:: DATA IN THIS EXERCISE
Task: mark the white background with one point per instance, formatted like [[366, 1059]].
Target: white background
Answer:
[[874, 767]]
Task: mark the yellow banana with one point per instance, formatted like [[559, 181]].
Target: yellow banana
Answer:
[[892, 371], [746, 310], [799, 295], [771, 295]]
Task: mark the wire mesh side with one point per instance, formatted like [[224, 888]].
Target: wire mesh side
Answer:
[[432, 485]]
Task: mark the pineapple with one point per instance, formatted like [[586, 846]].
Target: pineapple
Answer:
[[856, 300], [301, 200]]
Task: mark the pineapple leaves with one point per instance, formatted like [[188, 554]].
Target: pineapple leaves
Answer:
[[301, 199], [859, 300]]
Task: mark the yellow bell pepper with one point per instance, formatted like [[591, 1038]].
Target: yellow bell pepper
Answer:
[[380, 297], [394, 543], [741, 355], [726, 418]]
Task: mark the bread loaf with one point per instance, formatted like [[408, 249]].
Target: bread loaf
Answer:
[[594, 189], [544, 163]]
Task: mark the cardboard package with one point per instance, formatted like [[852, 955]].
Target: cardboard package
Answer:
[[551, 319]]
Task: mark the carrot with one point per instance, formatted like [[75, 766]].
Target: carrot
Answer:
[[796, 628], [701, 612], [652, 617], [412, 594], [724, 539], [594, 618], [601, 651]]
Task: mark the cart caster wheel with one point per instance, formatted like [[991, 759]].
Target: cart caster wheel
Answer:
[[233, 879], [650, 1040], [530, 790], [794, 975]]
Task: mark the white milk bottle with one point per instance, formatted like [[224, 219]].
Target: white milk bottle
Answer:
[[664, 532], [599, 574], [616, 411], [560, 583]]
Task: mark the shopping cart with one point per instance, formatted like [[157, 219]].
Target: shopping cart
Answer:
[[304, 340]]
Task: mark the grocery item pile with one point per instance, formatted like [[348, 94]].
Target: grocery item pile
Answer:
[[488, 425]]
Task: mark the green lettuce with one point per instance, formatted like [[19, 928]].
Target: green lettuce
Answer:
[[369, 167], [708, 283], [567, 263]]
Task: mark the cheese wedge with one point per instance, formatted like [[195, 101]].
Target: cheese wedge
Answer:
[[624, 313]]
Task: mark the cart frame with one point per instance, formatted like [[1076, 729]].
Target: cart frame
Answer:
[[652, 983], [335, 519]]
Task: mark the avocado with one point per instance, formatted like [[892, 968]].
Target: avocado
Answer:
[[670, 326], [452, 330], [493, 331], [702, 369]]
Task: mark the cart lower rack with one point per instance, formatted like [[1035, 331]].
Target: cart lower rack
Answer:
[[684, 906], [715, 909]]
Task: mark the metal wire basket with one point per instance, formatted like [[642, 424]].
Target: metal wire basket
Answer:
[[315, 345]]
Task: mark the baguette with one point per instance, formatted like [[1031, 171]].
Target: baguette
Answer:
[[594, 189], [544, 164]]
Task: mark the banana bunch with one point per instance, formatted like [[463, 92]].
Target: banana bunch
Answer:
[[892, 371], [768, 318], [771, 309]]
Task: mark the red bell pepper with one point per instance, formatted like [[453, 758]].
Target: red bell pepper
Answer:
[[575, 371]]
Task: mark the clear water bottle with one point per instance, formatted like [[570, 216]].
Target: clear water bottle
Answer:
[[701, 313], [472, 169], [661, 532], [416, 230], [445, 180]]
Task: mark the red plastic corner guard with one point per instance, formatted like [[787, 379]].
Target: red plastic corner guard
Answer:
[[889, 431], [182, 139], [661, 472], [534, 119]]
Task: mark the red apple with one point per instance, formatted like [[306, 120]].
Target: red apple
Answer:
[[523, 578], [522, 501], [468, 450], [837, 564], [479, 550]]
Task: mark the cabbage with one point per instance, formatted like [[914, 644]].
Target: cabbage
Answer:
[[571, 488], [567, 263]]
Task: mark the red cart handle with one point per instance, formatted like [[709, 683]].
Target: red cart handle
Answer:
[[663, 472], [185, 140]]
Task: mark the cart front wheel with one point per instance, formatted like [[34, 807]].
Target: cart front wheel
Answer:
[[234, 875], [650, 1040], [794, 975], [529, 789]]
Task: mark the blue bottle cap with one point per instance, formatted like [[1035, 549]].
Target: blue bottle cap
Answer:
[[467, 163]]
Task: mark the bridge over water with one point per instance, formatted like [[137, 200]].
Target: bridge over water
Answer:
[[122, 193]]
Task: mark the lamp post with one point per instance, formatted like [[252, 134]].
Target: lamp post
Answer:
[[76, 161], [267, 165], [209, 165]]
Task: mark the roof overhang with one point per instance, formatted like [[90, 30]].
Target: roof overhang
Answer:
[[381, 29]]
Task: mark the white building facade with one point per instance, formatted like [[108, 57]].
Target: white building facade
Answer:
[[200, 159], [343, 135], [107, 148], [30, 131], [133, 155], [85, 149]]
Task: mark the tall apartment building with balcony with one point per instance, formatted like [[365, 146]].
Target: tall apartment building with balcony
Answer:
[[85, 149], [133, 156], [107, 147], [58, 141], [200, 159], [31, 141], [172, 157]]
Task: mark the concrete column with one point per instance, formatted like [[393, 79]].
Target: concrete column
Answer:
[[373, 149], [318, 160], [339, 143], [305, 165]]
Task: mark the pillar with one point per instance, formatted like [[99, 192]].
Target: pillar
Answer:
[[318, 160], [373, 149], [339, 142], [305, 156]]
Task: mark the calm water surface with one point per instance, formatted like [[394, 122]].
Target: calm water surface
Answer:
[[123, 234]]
::::
Rewrite the lines beginning at the one that has "Task: mark the carrot" and ending after the one that has "[[315, 345]]", changing "cart" to "trolley" everywhere and leaving everything else as it is.

Task: mark the carrot with one point per instance, formatted like [[75, 766]].
Target: carrot
Answer:
[[796, 628], [701, 612], [652, 617], [412, 594], [724, 539], [594, 618], [601, 651]]
Task: mark the trolley caster wheel with one point per instance, formatted like [[991, 759]].
Target: trolley caster wheel
Answer:
[[233, 879], [650, 1040], [530, 790], [794, 975]]
Task: mark the white milk bottle with one point per instance, formatted like [[224, 219]].
Target: white milk bottle
Answer:
[[664, 532], [599, 574], [616, 411], [560, 583]]
Task: mark the shopping trolley with one point per instance, formatted like [[157, 219]].
Target: shopping trolley
Answer:
[[304, 340]]
Task: mark the grocery item pile with one point per instance, formatted like [[348, 94]].
Target: grocery item pile
Answer:
[[488, 425]]
Task: mark the green lettuce with one point per instance, formatted like [[19, 928]].
Target: green lettuce
Answer:
[[369, 167], [708, 283], [567, 263]]
Task: mark the cheese wedge with one point per instance, formatted like [[195, 101]].
Target: cheese wedge
Answer:
[[624, 313]]
Task: mark the trolley frame with one point per instance, formatted like [[1076, 729]].
Target: trolley frame
Answer:
[[652, 983], [335, 519]]
Task: mark the avocado with one point per instance, formatted like [[892, 968]].
Target: avocado
Answer:
[[670, 326], [452, 330], [493, 331], [702, 369]]
Task: mark the trolley lower rack with one point per instance, formatted like [[1035, 331]].
Target: trolley lower rack
Answer:
[[684, 906], [715, 909]]
Task: mark the metal wire basket with one point per instance, formatted like [[642, 424]].
Target: metal wire basket
Answer:
[[315, 345]]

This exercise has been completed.